*Given passage*.
[start]
RFC 8684 appendix D describes the connection state machine for
MPTCP. This patch implements the DATA_FIN / DATA_ACK exchanges and
MPTCP-level socket state changes described in that appendix, rather than
simply sending DATA_FIN along with TCP FIN when disconnecting subflows.

DATA_FIN is now sent and acknowledged before shutting down the
subflows. Received DATA_FIN information (if not part of a data packet)
is written to the MPTCP socket when the incoming DSS option is parsed by
the subflow, and the MPTCP worker is scheduled to process the
flag. DATA_FIN received as part of a full DSS mapping will be handled
when the mapping is processed.

The DATA_FIN is acknowledged by the worker if the reader is caught
up. If there is still data to be moved to the MPTCP-level queue, ack_seq
will be incremented to account for the DATA_FIN when it reaches the end
of the stream and a DATA_ACK will be sent to the peer.

Signed-off-by: Mat Martineau <mathew.j.martineau@linux.intel.com>
---
 net/mptcp/options.c  | 11 ++++++
 net/mptcp/protocol.c | 87 +++++++++++++++++++++++++++++++++++++-------
 net/mptcp/subflow.c  | 11 ++++--
 3 files changed, 92 insertions(+), 17 deletions(-)
[end]
*Required task 1*. In the rows below, take the lines starting at the line containing "of the light" and ending at the final line of the rows, and put them into a JSON list of strings with one string per line and blank lines omitted.

*Data for this exercise*.
[start]
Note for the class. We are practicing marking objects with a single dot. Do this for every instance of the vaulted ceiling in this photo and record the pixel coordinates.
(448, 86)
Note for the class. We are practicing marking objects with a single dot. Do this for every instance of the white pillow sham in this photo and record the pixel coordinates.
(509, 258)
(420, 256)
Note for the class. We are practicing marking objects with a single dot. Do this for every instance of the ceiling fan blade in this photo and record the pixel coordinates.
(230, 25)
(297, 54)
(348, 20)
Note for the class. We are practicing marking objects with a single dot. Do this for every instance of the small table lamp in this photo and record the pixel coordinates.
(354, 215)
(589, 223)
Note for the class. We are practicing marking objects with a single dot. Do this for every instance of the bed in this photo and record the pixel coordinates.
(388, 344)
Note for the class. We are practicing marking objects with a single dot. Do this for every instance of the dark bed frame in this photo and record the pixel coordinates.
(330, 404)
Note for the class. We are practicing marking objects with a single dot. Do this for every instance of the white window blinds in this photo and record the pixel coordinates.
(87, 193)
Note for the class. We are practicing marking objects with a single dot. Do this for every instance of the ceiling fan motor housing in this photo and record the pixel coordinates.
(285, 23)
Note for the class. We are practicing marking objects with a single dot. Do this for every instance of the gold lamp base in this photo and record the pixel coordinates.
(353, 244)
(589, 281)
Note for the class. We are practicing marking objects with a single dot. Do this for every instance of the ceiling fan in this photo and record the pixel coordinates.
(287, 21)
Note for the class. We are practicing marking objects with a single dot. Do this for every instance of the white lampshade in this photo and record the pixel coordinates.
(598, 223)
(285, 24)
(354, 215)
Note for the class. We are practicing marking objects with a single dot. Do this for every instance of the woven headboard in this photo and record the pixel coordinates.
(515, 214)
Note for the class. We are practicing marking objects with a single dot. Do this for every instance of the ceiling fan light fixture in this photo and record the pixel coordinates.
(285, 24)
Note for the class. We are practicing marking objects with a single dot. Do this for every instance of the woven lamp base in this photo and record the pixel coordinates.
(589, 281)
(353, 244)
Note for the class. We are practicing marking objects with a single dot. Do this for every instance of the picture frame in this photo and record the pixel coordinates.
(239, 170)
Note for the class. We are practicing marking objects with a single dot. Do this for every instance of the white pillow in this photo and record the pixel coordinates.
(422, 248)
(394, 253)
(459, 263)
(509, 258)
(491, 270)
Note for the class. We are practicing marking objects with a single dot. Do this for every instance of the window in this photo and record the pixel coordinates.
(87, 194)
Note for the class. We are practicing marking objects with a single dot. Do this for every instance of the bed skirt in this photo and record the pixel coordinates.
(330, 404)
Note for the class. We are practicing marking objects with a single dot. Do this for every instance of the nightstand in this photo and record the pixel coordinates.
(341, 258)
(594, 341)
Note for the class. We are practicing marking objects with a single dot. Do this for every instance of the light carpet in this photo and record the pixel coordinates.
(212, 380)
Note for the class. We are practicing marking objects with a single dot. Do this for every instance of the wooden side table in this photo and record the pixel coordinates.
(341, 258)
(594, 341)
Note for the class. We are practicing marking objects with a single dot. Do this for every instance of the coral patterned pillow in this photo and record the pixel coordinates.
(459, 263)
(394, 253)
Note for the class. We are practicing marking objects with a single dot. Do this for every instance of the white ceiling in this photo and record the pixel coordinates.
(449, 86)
[end]
*Required task 2*. Reproduce word for word the part of the MPTCP patch description starting at "RFC 8684 appendix" and ending at "when disconnecting subflows.".

*Correct answer 1*.
[
  "Note for the class. We are practicing marking objects with a single dot. Do this for every instance of the light carpet in this photo and record the pixel coordinates.",
  "(212, 380)",
  "Note for the class. We are practicing marking objects with a single dot. Do this for every instance of the wooden side table in this photo and record the pixel coordinates.",
  "(341, 258)",
  "(594, 341)",
  "Note for the class. We are practicing marking objects with a single dot. Do this for every instance of the coral patterned pillow in this photo and record the pixel coordinates.",
  "(459, 263)",
  "(394, 253)",
  "Note for the class. We are practicing marking objects with a single dot. Do this for every instance of the white ceiling in this photo and record the pixel coordinates.",
  "(449, 86)"
]

*Correct answer 2*.
RFC 8684 appendix D describes the connection state machine for
MPTCP. This patch implements the DATA_FIN / DATA_ACK exchanges and
MPTCP-level socket state changes described in that appendix, rather than
simply sending DATA_FIN along with TCP FIN when disconnecting subflows.